◆ Provided information:
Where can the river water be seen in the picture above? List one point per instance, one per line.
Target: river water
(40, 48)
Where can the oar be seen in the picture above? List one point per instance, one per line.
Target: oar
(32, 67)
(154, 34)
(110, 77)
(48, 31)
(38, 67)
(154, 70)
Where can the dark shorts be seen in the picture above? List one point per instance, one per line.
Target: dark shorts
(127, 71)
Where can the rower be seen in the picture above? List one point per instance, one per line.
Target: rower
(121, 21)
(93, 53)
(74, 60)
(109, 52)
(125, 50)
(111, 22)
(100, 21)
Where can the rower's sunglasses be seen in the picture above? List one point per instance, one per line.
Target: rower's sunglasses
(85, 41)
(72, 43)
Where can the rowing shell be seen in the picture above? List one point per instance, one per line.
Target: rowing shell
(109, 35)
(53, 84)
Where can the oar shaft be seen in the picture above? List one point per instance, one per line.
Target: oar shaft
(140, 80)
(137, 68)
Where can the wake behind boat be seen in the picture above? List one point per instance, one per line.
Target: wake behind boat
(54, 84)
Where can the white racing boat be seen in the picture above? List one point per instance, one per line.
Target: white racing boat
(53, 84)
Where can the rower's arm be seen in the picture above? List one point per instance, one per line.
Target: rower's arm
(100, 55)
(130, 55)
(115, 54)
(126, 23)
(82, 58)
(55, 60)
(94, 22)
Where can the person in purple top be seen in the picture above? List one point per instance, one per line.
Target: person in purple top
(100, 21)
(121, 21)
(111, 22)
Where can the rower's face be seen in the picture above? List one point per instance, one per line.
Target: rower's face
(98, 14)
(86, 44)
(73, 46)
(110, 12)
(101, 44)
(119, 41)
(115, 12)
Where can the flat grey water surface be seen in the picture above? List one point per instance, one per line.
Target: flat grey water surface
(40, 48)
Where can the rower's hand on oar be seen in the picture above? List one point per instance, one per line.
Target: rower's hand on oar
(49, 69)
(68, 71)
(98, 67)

◆ Task: Write out everything from the line containing "Where can the flat" down to the end of the records again, with "grey" changed to "gray" and nothing else altered.

◆ Task output:
Where can the flat gray water surface be seen in the picture above? List one point per instance, one per line.
Target: flat gray water surface
(40, 48)
Where can the rower's hand on oar be seen in the picture above? List one point per instance, one per line.
Target: rower's hand on oar
(49, 69)
(68, 71)
(98, 67)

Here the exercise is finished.